▶ Work item: Reproduce exactly, and only, the lines below from the one containing "184L1 183L0 203L69" through the one containing "positive clicks: (70, 193) (147, 183)".

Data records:
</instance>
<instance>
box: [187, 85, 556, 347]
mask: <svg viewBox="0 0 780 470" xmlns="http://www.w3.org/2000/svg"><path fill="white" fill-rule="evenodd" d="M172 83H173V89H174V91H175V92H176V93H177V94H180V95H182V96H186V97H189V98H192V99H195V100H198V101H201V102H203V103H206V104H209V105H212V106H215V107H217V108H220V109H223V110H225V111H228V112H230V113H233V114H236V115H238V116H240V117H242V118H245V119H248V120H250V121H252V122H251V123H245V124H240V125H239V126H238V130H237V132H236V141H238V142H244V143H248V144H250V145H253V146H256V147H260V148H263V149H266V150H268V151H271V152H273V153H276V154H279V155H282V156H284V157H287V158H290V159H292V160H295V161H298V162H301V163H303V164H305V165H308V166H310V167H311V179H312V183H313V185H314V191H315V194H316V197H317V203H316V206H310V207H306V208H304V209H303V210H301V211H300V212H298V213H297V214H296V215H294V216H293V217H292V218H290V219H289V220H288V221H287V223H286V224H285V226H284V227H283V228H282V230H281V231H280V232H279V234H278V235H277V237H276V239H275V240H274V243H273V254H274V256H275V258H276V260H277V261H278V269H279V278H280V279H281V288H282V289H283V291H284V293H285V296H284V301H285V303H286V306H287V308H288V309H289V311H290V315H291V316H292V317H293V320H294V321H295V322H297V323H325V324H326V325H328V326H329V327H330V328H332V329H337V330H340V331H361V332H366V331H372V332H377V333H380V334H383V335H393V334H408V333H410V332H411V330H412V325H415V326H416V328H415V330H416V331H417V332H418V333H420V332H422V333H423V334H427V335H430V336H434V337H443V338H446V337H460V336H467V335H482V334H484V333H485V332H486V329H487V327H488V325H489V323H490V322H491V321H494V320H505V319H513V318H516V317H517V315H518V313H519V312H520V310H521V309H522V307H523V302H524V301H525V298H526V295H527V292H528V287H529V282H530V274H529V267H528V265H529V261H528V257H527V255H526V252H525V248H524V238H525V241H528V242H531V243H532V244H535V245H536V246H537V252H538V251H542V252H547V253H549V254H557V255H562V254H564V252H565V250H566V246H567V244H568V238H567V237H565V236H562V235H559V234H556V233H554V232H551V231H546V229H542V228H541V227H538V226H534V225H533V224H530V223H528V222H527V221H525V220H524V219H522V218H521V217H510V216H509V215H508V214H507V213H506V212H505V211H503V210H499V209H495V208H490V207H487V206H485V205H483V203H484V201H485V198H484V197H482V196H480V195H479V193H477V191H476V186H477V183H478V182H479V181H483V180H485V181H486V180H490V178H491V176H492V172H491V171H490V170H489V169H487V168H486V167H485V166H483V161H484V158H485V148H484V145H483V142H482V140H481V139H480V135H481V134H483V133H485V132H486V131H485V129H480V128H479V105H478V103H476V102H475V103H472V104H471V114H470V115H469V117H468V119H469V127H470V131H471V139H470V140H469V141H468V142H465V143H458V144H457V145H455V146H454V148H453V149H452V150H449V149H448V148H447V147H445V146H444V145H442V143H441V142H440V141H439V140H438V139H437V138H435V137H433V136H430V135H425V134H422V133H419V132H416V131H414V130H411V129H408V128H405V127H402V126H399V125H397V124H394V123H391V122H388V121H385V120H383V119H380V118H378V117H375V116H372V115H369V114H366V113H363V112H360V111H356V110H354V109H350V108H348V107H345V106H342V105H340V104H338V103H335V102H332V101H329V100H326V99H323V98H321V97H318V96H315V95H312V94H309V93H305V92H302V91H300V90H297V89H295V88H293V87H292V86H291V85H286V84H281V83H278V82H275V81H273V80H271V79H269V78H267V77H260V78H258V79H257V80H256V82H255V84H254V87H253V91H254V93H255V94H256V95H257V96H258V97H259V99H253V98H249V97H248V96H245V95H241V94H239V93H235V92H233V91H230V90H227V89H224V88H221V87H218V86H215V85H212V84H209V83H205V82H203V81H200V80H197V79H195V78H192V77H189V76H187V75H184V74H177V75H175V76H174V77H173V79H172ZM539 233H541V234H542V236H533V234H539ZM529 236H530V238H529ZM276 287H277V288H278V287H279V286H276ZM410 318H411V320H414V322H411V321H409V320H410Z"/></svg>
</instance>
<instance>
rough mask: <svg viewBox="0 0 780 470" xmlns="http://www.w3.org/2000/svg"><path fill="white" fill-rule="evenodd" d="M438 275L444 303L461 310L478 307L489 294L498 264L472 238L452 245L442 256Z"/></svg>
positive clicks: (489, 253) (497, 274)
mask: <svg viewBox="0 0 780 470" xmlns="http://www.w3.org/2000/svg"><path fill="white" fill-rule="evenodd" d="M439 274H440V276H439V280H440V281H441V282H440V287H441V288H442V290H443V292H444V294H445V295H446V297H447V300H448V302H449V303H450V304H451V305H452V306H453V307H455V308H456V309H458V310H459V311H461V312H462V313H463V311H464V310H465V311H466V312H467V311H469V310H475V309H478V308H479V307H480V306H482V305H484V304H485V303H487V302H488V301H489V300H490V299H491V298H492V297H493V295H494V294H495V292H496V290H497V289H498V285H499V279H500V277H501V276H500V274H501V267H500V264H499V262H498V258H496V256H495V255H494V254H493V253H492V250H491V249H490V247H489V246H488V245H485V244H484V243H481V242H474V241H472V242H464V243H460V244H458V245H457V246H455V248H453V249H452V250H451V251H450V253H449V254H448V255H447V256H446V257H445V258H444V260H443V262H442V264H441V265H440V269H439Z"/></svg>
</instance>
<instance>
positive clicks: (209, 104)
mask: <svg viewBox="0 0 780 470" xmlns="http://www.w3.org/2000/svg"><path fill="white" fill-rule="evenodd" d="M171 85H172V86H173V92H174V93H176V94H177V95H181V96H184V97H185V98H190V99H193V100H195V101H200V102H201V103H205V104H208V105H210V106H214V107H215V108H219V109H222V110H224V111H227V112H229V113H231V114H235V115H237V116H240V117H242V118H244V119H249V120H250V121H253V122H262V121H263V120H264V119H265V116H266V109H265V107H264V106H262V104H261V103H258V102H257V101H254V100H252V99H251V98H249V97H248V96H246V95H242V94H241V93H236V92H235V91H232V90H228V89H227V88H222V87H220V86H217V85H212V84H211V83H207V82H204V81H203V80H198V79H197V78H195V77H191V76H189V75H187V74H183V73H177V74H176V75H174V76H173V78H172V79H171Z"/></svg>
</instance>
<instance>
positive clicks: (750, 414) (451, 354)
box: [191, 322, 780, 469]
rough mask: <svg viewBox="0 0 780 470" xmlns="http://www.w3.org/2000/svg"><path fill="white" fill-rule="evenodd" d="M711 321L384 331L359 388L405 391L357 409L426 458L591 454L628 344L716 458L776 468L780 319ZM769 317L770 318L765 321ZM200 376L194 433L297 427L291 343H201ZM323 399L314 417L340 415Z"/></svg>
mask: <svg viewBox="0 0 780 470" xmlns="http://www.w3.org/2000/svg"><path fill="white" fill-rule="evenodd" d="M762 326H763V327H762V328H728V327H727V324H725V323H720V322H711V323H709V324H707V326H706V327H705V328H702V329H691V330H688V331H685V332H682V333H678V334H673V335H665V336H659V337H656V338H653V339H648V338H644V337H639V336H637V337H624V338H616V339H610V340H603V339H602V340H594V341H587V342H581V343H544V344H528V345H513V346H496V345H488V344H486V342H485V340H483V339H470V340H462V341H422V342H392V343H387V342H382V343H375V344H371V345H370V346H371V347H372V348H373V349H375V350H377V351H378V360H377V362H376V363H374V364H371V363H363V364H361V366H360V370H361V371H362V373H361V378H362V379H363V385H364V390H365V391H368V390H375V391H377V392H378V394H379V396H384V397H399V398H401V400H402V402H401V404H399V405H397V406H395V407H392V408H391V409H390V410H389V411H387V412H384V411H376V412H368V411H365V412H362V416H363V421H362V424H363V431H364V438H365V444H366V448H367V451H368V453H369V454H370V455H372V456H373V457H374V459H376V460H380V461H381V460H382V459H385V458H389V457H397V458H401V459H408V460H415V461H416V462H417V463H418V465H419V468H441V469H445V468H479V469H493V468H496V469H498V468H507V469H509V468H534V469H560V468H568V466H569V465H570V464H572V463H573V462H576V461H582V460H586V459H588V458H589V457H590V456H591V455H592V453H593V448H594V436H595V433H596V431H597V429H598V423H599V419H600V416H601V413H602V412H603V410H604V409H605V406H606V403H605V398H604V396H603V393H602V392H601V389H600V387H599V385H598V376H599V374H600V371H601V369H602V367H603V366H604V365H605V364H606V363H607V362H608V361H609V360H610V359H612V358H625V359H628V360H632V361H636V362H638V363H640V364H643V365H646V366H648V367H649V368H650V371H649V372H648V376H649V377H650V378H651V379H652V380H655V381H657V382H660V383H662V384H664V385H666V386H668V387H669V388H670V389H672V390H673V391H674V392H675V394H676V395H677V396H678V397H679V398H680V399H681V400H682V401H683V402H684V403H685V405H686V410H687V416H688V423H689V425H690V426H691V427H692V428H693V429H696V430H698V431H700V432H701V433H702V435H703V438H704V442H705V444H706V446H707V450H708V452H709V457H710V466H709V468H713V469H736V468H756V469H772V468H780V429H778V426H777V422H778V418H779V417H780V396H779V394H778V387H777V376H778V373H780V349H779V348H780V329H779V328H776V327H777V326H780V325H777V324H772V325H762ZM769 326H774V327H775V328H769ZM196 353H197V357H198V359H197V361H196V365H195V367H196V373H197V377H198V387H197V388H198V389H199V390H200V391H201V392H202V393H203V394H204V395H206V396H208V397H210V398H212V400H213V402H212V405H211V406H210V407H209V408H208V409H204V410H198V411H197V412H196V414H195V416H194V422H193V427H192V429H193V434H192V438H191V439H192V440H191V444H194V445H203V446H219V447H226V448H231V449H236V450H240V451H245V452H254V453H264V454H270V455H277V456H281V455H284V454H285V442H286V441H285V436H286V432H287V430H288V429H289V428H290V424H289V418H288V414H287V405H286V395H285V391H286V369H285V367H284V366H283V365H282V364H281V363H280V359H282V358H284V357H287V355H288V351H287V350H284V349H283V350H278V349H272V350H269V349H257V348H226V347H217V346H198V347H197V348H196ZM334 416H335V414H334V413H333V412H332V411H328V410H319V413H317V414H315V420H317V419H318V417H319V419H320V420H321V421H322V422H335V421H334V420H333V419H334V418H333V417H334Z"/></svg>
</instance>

---

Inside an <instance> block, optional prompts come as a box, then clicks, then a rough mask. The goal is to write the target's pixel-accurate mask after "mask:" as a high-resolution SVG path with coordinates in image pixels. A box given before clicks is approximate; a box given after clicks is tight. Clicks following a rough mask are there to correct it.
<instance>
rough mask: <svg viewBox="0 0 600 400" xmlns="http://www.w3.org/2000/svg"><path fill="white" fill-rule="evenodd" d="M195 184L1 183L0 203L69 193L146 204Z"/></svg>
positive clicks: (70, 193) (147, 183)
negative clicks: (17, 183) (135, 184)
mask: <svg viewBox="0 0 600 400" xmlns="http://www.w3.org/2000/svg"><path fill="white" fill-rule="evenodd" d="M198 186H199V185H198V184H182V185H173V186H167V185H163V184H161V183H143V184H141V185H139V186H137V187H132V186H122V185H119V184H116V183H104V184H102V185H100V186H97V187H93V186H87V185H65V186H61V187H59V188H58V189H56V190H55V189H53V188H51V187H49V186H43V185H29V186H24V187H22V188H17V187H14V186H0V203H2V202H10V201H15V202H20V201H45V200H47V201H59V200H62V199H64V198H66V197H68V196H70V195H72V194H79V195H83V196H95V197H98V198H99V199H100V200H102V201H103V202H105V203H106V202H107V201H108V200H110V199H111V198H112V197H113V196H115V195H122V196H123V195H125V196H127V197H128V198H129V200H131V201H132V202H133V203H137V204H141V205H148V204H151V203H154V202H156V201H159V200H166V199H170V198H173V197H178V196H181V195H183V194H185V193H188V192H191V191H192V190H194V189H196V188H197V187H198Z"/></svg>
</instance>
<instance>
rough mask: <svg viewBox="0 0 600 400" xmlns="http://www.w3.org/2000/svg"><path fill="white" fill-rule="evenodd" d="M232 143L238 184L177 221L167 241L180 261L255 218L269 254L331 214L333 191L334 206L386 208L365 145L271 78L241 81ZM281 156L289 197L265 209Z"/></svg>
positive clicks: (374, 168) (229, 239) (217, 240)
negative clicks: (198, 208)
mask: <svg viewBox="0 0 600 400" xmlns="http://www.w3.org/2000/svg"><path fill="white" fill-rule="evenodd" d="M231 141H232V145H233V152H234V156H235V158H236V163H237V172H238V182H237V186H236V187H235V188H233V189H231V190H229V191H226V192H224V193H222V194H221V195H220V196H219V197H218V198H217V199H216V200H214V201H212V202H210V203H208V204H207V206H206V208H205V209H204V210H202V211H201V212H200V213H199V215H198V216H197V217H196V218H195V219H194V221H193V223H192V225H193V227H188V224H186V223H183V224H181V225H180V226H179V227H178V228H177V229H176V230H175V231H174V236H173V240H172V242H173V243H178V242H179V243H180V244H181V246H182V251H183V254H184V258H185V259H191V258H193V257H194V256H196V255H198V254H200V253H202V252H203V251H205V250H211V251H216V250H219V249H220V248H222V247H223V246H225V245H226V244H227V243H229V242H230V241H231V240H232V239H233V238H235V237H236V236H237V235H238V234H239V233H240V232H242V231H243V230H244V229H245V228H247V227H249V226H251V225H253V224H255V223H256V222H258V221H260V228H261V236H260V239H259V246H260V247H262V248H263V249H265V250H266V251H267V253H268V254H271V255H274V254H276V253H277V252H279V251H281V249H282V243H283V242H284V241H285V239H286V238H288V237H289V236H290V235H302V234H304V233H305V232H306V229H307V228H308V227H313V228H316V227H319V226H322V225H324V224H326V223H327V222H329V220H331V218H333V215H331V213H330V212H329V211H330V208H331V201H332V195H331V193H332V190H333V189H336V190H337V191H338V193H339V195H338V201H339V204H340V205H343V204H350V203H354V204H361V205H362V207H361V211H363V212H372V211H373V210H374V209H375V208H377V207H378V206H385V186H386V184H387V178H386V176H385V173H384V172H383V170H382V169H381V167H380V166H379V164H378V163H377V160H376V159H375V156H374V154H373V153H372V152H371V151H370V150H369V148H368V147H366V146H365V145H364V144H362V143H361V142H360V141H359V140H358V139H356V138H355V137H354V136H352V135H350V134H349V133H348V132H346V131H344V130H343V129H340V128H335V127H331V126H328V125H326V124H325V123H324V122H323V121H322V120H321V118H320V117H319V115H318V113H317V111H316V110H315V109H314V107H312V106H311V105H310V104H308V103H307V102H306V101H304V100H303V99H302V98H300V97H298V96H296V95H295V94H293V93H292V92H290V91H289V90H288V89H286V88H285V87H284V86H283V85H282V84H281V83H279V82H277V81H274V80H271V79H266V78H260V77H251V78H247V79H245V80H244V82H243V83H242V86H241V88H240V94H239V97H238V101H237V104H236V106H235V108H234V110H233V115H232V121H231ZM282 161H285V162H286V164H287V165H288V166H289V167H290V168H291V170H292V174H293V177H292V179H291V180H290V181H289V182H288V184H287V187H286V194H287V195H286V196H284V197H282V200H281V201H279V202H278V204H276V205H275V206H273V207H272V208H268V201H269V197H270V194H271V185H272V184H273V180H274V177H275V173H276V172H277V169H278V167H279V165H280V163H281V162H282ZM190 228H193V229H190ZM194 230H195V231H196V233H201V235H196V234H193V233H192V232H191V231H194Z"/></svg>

▶ Response area:
rough mask: <svg viewBox="0 0 600 400" xmlns="http://www.w3.org/2000/svg"><path fill="white" fill-rule="evenodd" d="M195 184L1 183L0 203L69 193L146 204Z"/></svg>
positive clicks: (70, 193) (147, 183)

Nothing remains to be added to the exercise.